• _DATA FOR PROCESSING_:
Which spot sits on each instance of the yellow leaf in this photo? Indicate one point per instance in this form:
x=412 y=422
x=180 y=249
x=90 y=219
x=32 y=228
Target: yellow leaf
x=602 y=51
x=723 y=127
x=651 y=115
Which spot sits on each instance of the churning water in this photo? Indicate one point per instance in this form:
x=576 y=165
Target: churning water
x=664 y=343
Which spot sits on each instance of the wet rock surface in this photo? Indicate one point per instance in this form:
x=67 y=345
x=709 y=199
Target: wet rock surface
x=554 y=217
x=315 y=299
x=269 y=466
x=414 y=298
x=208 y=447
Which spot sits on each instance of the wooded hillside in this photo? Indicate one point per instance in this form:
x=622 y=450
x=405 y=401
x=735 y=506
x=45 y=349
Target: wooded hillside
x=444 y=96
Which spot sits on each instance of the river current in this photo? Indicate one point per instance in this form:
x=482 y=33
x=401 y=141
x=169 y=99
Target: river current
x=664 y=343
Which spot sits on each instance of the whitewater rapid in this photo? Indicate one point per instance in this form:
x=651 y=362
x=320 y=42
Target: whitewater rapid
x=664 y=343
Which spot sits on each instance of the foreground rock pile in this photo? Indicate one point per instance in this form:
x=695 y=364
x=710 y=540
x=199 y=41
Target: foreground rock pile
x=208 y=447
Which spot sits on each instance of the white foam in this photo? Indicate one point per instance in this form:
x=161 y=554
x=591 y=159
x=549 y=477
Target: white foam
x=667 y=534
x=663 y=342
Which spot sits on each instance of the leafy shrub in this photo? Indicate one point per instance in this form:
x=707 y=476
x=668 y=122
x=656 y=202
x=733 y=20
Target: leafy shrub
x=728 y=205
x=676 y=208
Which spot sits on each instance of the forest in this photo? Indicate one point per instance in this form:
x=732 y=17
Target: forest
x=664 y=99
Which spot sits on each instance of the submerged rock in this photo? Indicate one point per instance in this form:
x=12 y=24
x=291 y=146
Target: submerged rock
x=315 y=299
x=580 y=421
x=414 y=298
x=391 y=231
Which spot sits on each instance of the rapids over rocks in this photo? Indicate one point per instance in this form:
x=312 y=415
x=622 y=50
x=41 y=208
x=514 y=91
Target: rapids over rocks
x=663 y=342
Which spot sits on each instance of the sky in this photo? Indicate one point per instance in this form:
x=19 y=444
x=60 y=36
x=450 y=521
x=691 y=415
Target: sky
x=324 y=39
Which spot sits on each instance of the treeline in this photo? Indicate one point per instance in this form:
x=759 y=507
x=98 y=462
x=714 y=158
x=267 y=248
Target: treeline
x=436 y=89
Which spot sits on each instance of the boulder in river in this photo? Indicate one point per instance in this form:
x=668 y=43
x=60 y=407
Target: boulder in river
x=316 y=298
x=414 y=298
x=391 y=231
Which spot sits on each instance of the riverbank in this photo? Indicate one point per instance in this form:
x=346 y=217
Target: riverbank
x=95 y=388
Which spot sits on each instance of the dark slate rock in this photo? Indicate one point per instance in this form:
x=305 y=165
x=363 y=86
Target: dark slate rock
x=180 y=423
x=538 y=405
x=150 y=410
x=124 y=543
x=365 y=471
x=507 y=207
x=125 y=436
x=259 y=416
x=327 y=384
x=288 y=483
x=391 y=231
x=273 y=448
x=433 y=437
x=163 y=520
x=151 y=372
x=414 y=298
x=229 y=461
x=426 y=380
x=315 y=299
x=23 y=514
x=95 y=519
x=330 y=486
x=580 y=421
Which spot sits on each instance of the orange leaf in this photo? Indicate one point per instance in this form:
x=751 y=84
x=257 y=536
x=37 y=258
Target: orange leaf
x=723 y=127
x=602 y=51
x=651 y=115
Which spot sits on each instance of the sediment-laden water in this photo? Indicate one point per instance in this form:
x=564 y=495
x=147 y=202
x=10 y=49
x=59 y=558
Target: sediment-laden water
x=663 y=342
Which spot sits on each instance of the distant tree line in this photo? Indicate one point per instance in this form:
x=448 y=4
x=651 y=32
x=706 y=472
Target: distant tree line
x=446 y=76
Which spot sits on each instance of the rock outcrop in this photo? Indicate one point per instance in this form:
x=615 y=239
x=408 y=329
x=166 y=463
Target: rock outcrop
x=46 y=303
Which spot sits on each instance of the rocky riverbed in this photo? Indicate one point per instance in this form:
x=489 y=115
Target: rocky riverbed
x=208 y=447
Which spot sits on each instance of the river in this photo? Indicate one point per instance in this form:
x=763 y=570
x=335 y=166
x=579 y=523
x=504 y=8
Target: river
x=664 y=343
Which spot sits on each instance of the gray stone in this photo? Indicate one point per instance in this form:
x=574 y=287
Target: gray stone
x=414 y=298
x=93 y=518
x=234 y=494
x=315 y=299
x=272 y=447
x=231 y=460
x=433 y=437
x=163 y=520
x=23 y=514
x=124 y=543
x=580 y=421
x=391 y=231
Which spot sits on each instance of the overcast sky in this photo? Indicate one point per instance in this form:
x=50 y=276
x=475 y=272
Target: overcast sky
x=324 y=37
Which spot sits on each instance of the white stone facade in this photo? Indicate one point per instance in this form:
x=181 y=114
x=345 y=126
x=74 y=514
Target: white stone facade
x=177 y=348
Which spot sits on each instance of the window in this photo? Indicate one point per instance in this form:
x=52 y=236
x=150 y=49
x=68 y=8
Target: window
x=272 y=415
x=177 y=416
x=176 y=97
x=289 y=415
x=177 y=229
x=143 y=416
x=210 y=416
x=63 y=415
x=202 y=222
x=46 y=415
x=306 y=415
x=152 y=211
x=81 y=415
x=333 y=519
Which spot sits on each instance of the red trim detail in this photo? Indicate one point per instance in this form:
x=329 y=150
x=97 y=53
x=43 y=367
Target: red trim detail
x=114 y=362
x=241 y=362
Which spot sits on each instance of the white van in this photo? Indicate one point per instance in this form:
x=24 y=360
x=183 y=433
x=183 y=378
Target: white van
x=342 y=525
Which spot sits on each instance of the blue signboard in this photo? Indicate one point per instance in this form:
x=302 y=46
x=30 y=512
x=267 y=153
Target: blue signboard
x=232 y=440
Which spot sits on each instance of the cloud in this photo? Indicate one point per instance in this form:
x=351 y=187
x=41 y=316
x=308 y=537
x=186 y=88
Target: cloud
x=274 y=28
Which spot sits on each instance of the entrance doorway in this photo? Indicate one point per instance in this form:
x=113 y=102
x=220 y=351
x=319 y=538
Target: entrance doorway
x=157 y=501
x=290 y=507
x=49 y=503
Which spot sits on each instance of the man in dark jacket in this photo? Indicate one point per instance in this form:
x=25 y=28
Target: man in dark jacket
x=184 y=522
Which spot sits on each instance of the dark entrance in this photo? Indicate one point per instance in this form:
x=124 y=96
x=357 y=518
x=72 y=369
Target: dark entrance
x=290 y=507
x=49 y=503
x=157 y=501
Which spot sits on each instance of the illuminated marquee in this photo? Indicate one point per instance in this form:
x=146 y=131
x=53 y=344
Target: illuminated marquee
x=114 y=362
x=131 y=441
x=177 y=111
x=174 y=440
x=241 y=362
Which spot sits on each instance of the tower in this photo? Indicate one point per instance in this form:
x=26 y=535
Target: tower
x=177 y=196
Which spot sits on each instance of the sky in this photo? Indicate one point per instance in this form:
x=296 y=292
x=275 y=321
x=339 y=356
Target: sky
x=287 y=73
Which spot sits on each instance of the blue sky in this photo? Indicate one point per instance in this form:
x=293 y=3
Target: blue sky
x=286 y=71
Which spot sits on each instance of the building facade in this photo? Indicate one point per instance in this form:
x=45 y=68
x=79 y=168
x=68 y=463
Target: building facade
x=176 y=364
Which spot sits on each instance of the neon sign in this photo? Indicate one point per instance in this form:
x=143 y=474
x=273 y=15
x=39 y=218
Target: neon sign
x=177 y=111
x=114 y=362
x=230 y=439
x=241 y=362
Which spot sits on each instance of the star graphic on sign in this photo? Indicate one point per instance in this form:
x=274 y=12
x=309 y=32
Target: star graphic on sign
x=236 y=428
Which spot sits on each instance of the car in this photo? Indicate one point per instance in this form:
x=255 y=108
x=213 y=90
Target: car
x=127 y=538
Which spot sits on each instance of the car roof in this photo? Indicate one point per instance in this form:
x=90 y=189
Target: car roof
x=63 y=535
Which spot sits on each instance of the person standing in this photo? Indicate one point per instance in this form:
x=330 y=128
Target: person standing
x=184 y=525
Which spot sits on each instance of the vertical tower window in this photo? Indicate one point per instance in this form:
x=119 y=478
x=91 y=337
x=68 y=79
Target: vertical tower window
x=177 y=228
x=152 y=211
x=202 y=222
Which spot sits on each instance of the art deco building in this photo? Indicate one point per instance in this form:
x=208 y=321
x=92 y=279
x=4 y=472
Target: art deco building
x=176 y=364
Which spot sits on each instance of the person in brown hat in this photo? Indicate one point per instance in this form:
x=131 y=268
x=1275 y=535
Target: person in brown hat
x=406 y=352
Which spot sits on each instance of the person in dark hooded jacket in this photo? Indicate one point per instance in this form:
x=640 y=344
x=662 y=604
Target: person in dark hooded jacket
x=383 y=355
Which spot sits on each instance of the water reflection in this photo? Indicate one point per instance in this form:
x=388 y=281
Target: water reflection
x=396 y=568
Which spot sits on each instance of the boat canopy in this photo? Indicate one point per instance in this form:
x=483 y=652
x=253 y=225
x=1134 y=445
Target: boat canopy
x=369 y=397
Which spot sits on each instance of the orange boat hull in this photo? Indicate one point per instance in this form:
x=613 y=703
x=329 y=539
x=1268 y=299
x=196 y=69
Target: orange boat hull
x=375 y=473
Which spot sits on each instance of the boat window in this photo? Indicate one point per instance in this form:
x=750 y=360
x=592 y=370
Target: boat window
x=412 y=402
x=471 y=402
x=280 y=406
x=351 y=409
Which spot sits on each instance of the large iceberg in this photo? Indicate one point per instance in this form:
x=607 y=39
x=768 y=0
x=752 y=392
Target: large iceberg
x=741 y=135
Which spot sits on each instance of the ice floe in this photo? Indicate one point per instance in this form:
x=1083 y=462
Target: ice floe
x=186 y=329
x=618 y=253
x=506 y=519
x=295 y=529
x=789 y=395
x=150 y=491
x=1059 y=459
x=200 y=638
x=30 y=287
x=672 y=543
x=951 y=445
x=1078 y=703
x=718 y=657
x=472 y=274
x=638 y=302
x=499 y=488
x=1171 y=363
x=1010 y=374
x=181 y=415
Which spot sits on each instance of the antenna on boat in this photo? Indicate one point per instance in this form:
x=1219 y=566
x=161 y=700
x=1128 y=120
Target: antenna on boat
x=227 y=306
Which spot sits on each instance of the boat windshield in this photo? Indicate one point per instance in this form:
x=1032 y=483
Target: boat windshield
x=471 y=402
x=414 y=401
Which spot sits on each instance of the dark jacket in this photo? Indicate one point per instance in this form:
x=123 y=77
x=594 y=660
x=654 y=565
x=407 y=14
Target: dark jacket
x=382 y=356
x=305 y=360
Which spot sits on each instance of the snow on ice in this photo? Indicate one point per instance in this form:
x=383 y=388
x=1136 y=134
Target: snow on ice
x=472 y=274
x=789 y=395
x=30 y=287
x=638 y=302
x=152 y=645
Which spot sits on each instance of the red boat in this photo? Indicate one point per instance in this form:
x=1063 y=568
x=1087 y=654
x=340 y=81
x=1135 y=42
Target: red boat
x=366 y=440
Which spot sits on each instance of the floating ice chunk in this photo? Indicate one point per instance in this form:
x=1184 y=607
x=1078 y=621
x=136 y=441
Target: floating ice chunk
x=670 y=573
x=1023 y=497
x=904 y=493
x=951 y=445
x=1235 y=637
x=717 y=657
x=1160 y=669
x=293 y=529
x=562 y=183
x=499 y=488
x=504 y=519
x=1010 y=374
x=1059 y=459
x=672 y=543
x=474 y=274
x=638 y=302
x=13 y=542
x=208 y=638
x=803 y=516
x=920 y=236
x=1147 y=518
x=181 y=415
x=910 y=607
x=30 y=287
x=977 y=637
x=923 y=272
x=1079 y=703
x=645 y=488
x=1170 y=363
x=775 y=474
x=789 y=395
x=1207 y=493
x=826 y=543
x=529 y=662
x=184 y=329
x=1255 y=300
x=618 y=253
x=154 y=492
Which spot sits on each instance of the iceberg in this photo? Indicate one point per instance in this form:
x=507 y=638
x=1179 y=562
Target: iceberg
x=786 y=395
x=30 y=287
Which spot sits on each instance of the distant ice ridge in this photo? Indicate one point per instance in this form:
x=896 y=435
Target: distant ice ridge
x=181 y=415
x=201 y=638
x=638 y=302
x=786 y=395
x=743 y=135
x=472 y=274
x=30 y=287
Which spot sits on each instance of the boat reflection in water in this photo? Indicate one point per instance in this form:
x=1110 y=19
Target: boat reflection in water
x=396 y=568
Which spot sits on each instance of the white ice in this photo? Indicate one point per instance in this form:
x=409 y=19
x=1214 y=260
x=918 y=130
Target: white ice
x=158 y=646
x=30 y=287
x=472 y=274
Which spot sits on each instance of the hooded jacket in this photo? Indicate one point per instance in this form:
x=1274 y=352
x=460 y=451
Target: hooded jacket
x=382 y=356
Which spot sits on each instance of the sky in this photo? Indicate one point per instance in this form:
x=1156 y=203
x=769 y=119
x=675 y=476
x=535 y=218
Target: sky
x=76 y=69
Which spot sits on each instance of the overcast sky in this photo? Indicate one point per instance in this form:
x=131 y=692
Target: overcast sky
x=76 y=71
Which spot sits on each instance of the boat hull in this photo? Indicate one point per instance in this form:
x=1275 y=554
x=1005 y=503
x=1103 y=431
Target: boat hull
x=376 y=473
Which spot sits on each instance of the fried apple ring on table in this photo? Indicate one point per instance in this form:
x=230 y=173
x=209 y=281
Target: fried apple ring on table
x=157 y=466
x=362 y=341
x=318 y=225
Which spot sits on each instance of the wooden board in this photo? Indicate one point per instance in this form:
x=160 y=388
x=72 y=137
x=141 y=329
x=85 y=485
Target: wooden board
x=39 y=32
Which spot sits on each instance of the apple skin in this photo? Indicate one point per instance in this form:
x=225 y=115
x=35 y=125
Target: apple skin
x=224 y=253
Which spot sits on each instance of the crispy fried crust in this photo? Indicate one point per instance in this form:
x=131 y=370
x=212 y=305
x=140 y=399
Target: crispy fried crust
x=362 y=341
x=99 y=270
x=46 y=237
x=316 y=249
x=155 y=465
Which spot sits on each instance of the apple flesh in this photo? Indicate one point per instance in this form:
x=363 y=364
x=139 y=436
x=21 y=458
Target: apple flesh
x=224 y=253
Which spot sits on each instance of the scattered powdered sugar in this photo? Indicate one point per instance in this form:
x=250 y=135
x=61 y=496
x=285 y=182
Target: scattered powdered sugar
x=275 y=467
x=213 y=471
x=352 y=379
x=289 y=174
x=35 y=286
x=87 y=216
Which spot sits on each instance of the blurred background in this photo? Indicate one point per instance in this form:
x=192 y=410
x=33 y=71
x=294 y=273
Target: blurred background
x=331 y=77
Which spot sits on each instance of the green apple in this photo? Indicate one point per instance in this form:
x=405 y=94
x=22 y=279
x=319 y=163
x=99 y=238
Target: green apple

• _OBJECTIVE_:
Copy out the lines starting at the one containing "Which spot sits on each instance of the tower" and ending at the one containing "x=127 y=538", switching "neon sign" to "shop sign" and changing nothing else.

• _ANSWER_:
Which spot sits on each instance of the tower in this photo? Indicate one point per instance in this form:
x=26 y=535
Target: tower
x=177 y=196
Which spot sits on each instance of the sky in this photo? Indicate one point per instance in this form:
x=296 y=292
x=275 y=321
x=339 y=356
Target: sky
x=287 y=73
Which spot sits on each instance of the blue sky in this photo? Indicate one point per instance in this form:
x=293 y=3
Target: blue sky
x=286 y=71
Which spot sits on each instance of the building facade in this photo? Indicate one point per instance in this form:
x=45 y=68
x=79 y=168
x=68 y=463
Target: building facade
x=176 y=364
Which spot sits on each instance of the shop sign in this photo? Indicate one point per instance in this form:
x=143 y=474
x=273 y=15
x=39 y=218
Target: shop sign
x=177 y=111
x=114 y=362
x=230 y=439
x=241 y=362
Which spot sits on each instance of the star graphic on sign in this photo? Indicate one point per instance in this form:
x=274 y=12
x=309 y=32
Target: star graphic on sign
x=236 y=428
Which spot sits on each instance of the car in this photo? Indicate one point per instance in this form:
x=255 y=108
x=213 y=90
Target: car
x=127 y=538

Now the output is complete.